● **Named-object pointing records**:
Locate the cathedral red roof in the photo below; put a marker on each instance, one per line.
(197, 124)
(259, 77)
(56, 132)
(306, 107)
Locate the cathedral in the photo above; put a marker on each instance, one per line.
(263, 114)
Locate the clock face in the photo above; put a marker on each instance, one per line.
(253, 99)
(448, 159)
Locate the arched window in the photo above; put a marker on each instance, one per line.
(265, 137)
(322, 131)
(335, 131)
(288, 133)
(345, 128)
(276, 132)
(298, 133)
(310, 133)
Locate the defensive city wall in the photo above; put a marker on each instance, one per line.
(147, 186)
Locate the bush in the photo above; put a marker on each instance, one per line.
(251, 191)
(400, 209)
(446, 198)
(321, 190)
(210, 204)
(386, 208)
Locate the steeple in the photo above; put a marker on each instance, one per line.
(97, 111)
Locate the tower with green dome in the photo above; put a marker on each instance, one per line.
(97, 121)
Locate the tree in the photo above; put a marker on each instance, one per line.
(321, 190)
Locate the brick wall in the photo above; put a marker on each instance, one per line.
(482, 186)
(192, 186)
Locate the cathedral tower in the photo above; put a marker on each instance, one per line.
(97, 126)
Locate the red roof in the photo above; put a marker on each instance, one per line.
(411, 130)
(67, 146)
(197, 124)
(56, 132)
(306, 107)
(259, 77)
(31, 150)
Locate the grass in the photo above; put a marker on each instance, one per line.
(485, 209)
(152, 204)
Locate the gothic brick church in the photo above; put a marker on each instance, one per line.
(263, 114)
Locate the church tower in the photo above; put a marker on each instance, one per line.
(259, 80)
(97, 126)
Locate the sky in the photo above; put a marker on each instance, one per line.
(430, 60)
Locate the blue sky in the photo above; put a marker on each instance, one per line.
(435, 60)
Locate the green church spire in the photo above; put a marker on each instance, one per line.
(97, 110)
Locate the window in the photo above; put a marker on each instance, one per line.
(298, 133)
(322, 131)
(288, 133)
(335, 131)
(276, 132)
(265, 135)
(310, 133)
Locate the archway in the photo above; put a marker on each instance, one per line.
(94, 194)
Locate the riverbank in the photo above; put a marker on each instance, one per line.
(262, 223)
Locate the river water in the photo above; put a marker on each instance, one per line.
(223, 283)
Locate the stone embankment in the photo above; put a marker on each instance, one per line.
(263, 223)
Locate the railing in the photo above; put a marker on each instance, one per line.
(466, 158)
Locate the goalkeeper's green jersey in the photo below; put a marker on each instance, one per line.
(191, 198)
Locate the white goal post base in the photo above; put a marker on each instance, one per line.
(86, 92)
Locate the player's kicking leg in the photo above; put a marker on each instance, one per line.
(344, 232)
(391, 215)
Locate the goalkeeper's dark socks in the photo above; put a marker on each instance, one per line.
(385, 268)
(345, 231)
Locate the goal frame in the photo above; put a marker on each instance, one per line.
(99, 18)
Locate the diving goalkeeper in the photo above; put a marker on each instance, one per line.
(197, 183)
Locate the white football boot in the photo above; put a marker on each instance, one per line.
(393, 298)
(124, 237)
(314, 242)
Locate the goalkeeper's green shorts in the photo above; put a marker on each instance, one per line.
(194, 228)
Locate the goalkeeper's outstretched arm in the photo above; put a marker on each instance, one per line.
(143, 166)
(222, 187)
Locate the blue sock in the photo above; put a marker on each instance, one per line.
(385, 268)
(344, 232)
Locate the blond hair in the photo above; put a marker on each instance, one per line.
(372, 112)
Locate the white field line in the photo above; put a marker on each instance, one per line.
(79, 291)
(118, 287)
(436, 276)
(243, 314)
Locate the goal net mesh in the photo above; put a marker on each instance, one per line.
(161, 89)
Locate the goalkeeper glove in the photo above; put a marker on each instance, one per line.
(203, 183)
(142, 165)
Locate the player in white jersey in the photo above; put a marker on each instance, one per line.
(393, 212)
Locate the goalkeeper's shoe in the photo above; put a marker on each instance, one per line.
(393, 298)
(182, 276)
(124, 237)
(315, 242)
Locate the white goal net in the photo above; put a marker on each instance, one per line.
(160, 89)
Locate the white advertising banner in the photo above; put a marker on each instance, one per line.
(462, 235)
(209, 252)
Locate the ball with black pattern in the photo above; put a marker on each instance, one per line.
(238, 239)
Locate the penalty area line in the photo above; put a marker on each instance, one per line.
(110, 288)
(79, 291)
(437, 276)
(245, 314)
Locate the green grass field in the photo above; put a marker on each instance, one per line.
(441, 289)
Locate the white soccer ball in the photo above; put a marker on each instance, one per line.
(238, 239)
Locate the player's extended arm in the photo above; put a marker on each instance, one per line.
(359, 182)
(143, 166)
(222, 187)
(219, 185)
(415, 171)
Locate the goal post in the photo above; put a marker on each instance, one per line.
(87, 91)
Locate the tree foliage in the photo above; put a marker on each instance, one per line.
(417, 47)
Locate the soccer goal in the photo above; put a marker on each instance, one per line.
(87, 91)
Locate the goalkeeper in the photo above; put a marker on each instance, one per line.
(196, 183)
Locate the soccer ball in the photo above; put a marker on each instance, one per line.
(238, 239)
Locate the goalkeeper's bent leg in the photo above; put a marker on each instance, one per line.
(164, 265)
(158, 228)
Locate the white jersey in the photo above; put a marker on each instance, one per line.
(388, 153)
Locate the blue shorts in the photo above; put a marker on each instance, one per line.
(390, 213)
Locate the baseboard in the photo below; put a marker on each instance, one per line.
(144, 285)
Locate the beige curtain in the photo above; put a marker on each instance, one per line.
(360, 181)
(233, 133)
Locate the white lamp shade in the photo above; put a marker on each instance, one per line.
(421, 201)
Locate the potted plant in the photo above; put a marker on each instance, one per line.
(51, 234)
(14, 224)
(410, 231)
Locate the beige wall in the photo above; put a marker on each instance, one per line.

● **Task to complete**:
Everything from the line containing "Locate the goalkeeper in" to the end of the records must be written out exactly; include both of those lines and no others.

● **Exercise output**:
Locate the goalkeeper in the photo above; put a marker on each instance, one per line.
(196, 183)
Locate the soccer ball in the photo above; put a marker on each instance, one per line.
(238, 239)
Locate the goalkeeper's bent leg in the photo above; put a marker on each instance, one per line.
(164, 265)
(158, 228)
Locate the white jersey in the photo above; put a marker on each instance, one per line.
(388, 153)
Locate the blue shorts in the photo above; put a marker on each instance, one per line.
(390, 213)
Locate the baseboard in the photo below; put a marker on each instance, one per line.
(144, 285)
Locate the beige curtain in the photo above; put a marker on each instance, one per line.
(360, 181)
(233, 133)
Locate the white lamp shade in the photo above; put a marker on each instance, one per line.
(421, 201)
Locate the potted plant in the photo above; put a marker on each instance, one per line.
(51, 234)
(14, 224)
(410, 231)
Locate the beige wall in the photo above; put a marker on each instance, one per line.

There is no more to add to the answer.